:: Data excerpts ::

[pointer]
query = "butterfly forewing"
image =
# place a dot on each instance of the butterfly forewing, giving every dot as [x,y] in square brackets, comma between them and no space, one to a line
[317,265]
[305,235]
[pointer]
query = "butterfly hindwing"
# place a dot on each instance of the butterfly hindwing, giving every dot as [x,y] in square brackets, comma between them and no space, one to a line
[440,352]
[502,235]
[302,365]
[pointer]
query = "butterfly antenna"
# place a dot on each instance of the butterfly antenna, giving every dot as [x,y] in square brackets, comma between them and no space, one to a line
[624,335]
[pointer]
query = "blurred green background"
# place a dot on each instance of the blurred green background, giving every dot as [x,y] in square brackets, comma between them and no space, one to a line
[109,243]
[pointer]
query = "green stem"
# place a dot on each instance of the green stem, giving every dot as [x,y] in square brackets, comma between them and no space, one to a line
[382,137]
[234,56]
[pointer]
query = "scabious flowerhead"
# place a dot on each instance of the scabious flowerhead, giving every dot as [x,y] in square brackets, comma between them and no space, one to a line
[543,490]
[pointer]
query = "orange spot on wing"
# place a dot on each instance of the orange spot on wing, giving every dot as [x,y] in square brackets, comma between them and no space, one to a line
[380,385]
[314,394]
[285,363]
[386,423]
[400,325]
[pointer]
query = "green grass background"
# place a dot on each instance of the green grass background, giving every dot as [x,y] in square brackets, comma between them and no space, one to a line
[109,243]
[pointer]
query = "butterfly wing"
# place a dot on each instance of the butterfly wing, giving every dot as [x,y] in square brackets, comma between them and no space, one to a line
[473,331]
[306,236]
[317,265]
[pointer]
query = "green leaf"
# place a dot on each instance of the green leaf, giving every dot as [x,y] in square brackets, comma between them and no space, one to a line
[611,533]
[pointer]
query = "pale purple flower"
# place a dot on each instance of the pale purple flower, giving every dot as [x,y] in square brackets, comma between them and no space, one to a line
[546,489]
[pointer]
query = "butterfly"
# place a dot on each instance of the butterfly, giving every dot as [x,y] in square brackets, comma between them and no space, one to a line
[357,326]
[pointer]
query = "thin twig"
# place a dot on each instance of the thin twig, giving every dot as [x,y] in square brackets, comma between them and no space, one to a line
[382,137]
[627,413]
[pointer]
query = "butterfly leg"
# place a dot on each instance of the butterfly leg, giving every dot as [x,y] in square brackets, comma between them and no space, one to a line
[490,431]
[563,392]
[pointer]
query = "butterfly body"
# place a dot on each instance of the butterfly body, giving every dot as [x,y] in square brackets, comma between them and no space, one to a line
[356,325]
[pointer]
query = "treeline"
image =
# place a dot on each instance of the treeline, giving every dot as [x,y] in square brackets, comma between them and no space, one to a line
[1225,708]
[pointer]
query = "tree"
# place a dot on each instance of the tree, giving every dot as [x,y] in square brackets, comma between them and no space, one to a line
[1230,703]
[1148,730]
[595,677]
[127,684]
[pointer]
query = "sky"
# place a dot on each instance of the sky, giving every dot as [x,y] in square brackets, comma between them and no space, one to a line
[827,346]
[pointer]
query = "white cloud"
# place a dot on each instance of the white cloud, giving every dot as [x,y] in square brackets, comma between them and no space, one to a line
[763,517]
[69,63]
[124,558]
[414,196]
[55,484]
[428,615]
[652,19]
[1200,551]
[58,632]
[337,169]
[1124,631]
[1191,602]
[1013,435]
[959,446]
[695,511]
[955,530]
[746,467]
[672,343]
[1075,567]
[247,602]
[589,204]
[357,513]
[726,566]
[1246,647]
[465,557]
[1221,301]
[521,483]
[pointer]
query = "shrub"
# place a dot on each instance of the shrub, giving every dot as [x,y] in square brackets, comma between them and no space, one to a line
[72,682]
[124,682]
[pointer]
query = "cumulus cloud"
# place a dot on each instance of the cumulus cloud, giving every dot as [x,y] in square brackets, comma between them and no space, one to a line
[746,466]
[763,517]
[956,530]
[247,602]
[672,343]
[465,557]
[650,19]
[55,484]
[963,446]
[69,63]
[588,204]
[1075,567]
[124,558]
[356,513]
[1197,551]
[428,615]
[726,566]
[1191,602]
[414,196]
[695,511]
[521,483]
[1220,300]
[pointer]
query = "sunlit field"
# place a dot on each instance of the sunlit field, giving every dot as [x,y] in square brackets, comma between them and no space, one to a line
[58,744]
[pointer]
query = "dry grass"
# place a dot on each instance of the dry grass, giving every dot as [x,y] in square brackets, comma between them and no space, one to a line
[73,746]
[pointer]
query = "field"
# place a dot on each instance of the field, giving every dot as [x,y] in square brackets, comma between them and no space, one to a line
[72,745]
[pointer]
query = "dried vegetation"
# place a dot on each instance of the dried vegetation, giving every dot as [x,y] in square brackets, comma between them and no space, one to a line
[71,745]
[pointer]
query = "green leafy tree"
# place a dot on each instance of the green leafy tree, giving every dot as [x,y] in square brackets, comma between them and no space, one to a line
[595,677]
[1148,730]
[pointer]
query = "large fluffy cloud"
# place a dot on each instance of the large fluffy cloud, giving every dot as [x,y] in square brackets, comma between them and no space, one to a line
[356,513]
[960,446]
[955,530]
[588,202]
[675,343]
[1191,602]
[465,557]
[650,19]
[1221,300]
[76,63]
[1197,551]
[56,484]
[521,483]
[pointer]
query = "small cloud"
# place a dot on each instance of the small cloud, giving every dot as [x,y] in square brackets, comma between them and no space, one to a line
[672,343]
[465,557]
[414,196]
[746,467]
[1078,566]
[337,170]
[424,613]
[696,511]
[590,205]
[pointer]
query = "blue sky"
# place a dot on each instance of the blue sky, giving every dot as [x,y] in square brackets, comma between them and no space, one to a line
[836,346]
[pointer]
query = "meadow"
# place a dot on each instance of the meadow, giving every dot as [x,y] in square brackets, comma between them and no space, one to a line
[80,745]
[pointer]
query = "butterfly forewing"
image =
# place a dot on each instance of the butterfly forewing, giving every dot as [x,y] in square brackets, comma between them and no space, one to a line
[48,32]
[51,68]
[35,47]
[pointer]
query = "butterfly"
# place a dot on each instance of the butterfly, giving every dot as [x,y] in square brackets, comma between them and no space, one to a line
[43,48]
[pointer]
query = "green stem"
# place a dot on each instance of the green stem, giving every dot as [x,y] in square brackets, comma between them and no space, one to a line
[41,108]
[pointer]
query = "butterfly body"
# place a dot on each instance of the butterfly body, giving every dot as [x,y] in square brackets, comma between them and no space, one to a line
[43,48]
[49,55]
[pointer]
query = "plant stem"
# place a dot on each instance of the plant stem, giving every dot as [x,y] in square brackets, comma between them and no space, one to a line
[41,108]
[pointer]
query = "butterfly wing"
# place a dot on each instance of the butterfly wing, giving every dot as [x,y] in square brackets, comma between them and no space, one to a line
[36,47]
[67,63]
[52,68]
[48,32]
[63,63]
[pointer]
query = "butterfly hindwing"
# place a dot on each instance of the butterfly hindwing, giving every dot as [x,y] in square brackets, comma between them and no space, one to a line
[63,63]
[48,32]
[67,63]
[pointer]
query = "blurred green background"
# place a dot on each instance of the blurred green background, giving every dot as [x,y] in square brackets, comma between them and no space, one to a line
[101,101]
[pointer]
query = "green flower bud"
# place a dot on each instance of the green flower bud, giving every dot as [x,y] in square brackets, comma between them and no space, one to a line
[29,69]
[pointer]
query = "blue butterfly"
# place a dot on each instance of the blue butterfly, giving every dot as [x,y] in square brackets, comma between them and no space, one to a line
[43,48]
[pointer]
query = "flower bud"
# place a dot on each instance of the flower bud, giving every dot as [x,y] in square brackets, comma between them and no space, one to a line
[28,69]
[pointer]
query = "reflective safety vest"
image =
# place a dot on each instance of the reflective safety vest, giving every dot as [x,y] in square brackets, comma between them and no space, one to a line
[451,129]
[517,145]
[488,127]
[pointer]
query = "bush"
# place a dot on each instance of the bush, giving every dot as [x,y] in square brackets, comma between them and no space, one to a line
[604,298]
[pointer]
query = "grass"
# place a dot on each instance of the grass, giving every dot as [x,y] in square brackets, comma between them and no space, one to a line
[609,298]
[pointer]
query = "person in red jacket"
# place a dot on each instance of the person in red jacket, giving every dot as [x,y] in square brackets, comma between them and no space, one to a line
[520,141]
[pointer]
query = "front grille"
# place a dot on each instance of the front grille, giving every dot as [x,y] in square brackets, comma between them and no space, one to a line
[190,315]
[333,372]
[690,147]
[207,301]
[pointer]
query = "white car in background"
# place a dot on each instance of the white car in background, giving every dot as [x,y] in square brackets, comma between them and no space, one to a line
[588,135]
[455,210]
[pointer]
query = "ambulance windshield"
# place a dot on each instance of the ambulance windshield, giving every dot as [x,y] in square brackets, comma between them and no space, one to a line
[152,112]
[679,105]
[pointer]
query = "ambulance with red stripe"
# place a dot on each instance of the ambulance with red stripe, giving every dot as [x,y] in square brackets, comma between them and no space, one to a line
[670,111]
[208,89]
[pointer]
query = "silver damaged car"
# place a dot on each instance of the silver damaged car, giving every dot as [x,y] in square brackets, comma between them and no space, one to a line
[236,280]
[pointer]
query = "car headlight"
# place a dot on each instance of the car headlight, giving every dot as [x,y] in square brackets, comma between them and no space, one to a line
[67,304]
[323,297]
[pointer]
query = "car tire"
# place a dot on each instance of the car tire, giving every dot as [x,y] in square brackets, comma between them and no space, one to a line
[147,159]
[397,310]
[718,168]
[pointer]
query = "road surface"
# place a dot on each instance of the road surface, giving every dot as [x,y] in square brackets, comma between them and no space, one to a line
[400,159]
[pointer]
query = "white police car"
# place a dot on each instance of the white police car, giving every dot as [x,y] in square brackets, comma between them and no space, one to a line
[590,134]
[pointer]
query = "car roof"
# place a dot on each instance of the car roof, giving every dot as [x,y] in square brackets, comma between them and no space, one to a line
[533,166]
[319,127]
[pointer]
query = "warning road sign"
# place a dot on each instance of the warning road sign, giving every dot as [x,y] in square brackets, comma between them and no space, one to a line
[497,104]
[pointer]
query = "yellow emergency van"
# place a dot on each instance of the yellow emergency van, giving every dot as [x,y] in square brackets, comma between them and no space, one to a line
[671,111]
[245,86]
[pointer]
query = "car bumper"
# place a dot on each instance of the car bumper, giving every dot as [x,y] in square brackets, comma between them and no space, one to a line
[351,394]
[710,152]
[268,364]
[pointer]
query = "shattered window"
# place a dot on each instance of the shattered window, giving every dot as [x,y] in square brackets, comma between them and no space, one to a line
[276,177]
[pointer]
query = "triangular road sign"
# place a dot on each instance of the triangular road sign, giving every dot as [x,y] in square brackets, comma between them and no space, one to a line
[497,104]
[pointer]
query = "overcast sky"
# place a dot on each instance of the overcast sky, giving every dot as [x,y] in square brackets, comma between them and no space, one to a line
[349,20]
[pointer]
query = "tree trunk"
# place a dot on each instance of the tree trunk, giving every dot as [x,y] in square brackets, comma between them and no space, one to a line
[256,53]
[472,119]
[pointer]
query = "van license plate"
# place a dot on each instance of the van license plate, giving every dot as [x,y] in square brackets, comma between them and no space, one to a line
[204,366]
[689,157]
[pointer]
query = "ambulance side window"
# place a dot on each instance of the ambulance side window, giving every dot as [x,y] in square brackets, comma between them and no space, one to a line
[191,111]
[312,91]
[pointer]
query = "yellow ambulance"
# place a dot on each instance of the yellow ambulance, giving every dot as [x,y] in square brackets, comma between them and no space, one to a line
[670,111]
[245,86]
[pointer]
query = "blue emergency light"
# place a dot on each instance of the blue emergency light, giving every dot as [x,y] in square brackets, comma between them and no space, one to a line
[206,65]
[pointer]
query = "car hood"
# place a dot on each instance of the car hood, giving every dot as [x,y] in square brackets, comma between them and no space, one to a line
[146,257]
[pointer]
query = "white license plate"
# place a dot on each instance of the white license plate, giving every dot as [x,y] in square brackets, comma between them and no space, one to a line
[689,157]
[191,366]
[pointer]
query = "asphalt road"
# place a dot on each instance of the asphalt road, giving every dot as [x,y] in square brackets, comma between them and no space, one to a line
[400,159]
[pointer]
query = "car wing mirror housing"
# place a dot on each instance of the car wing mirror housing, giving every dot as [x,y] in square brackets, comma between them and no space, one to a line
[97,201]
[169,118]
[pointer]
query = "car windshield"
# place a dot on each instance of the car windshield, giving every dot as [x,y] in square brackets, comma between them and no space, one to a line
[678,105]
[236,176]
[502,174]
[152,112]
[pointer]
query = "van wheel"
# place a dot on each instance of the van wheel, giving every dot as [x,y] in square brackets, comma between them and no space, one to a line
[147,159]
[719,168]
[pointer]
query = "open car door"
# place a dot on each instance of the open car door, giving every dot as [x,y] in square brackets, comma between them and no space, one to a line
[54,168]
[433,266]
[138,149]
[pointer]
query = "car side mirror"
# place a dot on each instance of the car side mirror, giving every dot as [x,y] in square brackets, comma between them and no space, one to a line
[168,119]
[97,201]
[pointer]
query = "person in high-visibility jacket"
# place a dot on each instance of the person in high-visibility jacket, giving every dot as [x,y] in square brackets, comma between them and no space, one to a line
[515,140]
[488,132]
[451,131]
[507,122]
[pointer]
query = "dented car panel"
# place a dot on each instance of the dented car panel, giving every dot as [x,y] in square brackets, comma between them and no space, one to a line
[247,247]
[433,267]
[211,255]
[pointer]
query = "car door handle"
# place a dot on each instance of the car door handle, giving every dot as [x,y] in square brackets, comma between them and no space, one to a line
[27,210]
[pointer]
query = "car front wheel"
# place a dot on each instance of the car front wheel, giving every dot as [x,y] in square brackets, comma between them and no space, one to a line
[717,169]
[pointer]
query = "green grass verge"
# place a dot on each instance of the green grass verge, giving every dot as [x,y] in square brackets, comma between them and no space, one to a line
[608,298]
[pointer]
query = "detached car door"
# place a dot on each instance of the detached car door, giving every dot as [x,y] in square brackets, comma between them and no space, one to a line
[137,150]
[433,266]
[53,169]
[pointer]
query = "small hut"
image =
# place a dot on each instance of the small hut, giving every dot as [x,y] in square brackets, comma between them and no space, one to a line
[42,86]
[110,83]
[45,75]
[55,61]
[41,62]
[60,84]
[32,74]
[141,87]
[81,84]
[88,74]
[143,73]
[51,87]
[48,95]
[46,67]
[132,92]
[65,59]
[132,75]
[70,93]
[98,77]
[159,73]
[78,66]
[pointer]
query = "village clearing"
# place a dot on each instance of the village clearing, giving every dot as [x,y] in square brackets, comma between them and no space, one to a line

:::

Count the lines of the data above that contain the string "stripe", treating case as significant. Give only the number.

## Task answer
2